SUPPLIED MATERIAL -
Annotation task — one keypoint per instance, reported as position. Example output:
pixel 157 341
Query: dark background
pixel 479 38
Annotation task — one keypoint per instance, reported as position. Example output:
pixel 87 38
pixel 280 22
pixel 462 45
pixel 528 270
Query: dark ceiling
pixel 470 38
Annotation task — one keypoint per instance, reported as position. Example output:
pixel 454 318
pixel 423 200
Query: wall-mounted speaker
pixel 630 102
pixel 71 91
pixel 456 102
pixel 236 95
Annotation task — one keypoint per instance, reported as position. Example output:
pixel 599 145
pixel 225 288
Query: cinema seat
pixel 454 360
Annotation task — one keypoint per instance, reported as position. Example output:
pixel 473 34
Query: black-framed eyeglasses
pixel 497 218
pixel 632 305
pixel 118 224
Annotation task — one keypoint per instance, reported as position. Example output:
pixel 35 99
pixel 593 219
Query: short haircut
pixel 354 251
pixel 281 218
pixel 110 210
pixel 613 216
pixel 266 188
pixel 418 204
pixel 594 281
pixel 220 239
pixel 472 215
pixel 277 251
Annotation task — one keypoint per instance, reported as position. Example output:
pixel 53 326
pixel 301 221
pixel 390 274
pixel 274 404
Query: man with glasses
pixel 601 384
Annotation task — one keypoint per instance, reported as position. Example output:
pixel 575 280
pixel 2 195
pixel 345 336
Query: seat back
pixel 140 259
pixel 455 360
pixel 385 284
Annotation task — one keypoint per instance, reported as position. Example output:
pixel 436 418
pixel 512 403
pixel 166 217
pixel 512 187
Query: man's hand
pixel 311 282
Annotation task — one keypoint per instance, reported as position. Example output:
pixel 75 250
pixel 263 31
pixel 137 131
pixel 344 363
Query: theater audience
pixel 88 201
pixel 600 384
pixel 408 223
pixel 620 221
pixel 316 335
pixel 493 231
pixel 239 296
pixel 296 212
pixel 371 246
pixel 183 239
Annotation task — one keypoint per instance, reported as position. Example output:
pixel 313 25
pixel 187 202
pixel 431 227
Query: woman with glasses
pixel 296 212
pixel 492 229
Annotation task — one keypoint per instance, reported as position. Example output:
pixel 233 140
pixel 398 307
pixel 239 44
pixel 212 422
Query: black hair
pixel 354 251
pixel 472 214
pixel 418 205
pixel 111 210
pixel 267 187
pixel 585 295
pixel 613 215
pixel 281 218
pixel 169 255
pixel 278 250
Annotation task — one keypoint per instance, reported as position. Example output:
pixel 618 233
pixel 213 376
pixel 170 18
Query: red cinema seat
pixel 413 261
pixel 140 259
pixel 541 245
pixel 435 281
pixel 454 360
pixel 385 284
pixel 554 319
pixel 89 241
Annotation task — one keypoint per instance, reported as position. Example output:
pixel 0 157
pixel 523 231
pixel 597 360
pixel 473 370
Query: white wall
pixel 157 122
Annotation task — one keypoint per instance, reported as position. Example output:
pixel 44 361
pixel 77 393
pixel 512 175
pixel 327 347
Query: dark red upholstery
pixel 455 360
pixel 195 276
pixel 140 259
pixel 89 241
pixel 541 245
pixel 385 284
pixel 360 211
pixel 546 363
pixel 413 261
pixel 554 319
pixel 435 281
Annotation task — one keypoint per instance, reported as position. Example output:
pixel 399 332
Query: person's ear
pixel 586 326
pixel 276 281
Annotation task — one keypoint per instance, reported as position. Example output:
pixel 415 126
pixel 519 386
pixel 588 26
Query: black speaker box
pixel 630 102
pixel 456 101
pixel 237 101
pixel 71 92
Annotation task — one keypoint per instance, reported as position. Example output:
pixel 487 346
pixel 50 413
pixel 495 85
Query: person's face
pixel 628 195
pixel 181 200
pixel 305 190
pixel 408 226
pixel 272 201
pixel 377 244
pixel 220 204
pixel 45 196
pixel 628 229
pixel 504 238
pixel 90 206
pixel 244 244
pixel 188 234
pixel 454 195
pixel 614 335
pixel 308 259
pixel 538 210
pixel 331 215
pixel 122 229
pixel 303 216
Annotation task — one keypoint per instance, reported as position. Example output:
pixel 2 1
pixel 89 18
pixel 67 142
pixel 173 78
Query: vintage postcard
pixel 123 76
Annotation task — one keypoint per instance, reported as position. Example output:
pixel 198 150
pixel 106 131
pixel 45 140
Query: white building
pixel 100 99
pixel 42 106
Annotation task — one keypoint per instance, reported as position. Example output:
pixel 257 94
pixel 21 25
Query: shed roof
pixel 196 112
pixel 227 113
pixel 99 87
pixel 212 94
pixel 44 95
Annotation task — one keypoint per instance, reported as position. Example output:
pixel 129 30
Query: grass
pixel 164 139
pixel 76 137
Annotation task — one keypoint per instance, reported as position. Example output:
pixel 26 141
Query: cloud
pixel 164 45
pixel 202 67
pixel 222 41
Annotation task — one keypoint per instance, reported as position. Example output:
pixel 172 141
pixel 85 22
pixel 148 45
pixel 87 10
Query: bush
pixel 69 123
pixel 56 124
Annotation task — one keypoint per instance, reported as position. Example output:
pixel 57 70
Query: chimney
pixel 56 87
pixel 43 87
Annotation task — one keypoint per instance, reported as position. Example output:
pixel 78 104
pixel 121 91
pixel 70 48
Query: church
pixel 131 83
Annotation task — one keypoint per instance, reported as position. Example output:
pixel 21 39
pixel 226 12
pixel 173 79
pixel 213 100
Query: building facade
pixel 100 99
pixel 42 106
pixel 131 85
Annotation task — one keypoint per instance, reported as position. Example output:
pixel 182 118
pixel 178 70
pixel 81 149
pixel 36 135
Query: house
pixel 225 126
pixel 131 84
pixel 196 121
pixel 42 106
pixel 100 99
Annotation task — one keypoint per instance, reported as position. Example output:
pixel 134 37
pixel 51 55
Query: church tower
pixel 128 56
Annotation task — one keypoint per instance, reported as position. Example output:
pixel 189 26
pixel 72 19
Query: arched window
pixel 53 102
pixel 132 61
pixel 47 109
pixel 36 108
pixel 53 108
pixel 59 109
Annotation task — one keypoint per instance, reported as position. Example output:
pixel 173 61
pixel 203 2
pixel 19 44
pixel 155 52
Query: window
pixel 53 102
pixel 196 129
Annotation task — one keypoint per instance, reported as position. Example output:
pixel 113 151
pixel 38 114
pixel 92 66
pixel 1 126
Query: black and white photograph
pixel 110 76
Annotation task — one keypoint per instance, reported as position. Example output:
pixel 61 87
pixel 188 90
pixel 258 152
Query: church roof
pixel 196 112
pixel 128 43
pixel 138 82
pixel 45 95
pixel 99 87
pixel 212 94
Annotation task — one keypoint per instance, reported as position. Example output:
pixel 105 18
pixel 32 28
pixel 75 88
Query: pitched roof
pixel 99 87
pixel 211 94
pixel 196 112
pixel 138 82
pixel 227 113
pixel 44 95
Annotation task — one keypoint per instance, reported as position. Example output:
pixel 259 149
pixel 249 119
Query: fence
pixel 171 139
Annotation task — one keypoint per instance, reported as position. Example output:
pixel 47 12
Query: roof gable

SHORT TASK - All of the data needs to be printed once more, exactly.

WRITTEN ANSWER -
Annotation task — one keypoint per instance, reported as position. Example output:
pixel 157 341
Query: dark background
pixel 479 38
Annotation task — one keypoint per instance, reported as position. Example output:
pixel 87 38
pixel 280 22
pixel 462 45
pixel 528 270
Query: dark ceiling
pixel 470 38
Annotation task — one keypoint per instance, reported as position. Example output:
pixel 454 318
pixel 423 200
Query: wall-mounted speaker
pixel 630 102
pixel 71 91
pixel 456 102
pixel 236 95
Annotation task — one keypoint per instance, reported as position. Example output:
pixel 599 145
pixel 225 288
Query: cinema seat
pixel 454 360
Annotation task — one keypoint per instance, reported as position. Example output:
pixel 473 34
Query: black-framed eyeglasses
pixel 497 218
pixel 632 305
pixel 118 224
Annotation task — one keypoint per instance, reported as position. Example output:
pixel 35 99
pixel 593 219
Query: short haircut
pixel 354 251
pixel 281 218
pixel 110 210
pixel 613 216
pixel 266 188
pixel 418 204
pixel 594 281
pixel 220 239
pixel 472 215
pixel 277 251
Annotation task — one keypoint per instance, reported as position. Example output:
pixel 53 326
pixel 301 221
pixel 390 274
pixel 274 404
Query: man with glasses
pixel 601 384
Annotation task — one keypoint per instance, reported as position. Example output:
pixel 575 280
pixel 2 195
pixel 345 336
Query: seat back
pixel 140 259
pixel 455 360
pixel 385 284
Annotation task — one keypoint per instance, reported as position. Example output:
pixel 436 418
pixel 512 403
pixel 166 217
pixel 512 187
Query: man's hand
pixel 311 282
Annotation task — one keypoint per instance, reported as position. Example output:
pixel 75 250
pixel 263 31
pixel 137 131
pixel 344 363
Query: theater audience
pixel 88 201
pixel 600 384
pixel 408 223
pixel 620 221
pixel 316 335
pixel 493 231
pixel 239 296
pixel 296 212
pixel 371 246
pixel 183 239
Annotation task — one keypoint per instance, reported as position. Example output:
pixel 313 25
pixel 187 202
pixel 431 227
Query: woman with glasses
pixel 296 212
pixel 492 229
Annotation task — one keypoint per instance, reported as position. Example output:
pixel 233 140
pixel 398 307
pixel 239 44
pixel 212 422
Query: black hair
pixel 354 251
pixel 472 214
pixel 418 205
pixel 111 210
pixel 267 187
pixel 585 295
pixel 613 215
pixel 281 218
pixel 169 255
pixel 278 250
Annotation task — one keypoint per instance, reported as position. Example output:
pixel 618 233
pixel 213 376
pixel 170 18
Query: red cinema seat
pixel 413 261
pixel 140 259
pixel 541 245
pixel 435 281
pixel 454 360
pixel 385 284
pixel 554 319
pixel 89 241
Annotation task — one keypoint per instance, reported as position. Example output:
pixel 0 157
pixel 523 231
pixel 597 360
pixel 473 370
Query: white wall
pixel 157 122
Annotation task — one keypoint per instance, reported as position. Example output:
pixel 44 361
pixel 77 393
pixel 512 175
pixel 327 347
Query: dark red upholstery
pixel 455 360
pixel 195 276
pixel 140 259
pixel 89 241
pixel 541 245
pixel 385 284
pixel 360 211
pixel 546 363
pixel 413 261
pixel 554 319
pixel 435 281
Annotation task — one keypoint per instance, reported as position. Example output:
pixel 399 332
Query: person's ear
pixel 586 326
pixel 276 281
Annotation task — one keypoint per instance, reported as position. Example output:
pixel 415 126
pixel 519 386
pixel 588 26
Query: black speaker box
pixel 630 102
pixel 456 101
pixel 237 101
pixel 71 92
Annotation task — one keypoint per instance, reported as position. Example output:
pixel 487 346
pixel 50 413
pixel 495 85
Query: person's face
pixel 628 195
pixel 181 200
pixel 305 190
pixel 408 226
pixel 272 201
pixel 377 244
pixel 220 204
pixel 45 196
pixel 628 229
pixel 504 238
pixel 90 206
pixel 244 244
pixel 188 234
pixel 454 195
pixel 614 335
pixel 308 259
pixel 538 210
pixel 331 215
pixel 122 229
pixel 303 216
Annotation task — one keypoint per instance, reported as position. Example output:
pixel 2 1
pixel 89 18
pixel 67 142
pixel 173 78
Query: vintage postcard
pixel 123 76
Annotation task — one keypoint per instance, reported as position. Example output:
pixel 198 150
pixel 106 131
pixel 45 140
Query: white building
pixel 100 99
pixel 42 106
Annotation task — one keypoint per instance, reported as position. Example output:
pixel 257 94
pixel 21 25
Query: shed roof
pixel 196 112
pixel 227 113
pixel 99 87
pixel 212 94
pixel 44 95
Annotation task — one keypoint per instance, reported as position. Example output:
pixel 129 30
Query: grass
pixel 164 139
pixel 76 137
Annotation task — one keypoint per instance, reported as position. Example output:
pixel 26 141
Query: cloud
pixel 164 45
pixel 202 67
pixel 222 41
Annotation task — one keypoint per instance, reported as position. Example output:
pixel 172 141
pixel 85 22
pixel 148 45
pixel 87 10
Query: bush
pixel 69 123
pixel 56 124
Annotation task — one keypoint per instance, reported as position. Example output:
pixel 57 70
Query: chimney
pixel 56 87
pixel 43 87
Annotation task — one keypoint per instance, reported as position. Example output:
pixel 78 104
pixel 121 91
pixel 70 48
Query: church
pixel 131 83
Annotation task — one keypoint per instance, reported as position. Example output:
pixel 21 39
pixel 226 12
pixel 173 79
pixel 213 100
Query: building facade
pixel 100 99
pixel 42 106
pixel 131 85
Annotation task — one keypoint per instance, reported as position. Example output:
pixel 182 118
pixel 178 70
pixel 81 149
pixel 36 135
Query: house
pixel 225 126
pixel 131 84
pixel 196 121
pixel 42 106
pixel 100 99
Annotation task — one keypoint per instance, reported as position. Example output:
pixel 134 37
pixel 51 55
Query: church tower
pixel 128 56
Annotation task — one keypoint per instance, reported as position. Example output:
pixel 189 26
pixel 72 19
Query: arched window
pixel 53 102
pixel 132 61
pixel 47 109
pixel 36 108
pixel 53 108
pixel 59 109
Annotation task — one keypoint per instance, reported as position. Example output:
pixel 173 61
pixel 203 2
pixel 19 44
pixel 155 52
Query: window
pixel 53 102
pixel 196 129
Annotation task — one keypoint per instance, reported as position. Example output:
pixel 113 151
pixel 38 114
pixel 92 66
pixel 1 126
Query: black and white photograph
pixel 110 76
Annotation task — one keypoint per instance, reported as position. Example output:
pixel 61 87
pixel 188 90
pixel 258 152
Query: church roof
pixel 196 112
pixel 128 43
pixel 138 82
pixel 45 95
pixel 99 87
pixel 212 94
Annotation task — one keypoint per instance, reported as position. Example output:
pixel 105 18
pixel 32 28
pixel 75 88
Query: pitched roof
pixel 99 87
pixel 211 94
pixel 196 112
pixel 138 82
pixel 227 113
pixel 44 95
Annotation task — one keypoint per instance, reported as position. Example output:
pixel 259 149
pixel 249 119
Query: fence
pixel 171 139
Annotation task — one keypoint per instance, reported as position. Example output:
pixel 47 12
Query: roof gable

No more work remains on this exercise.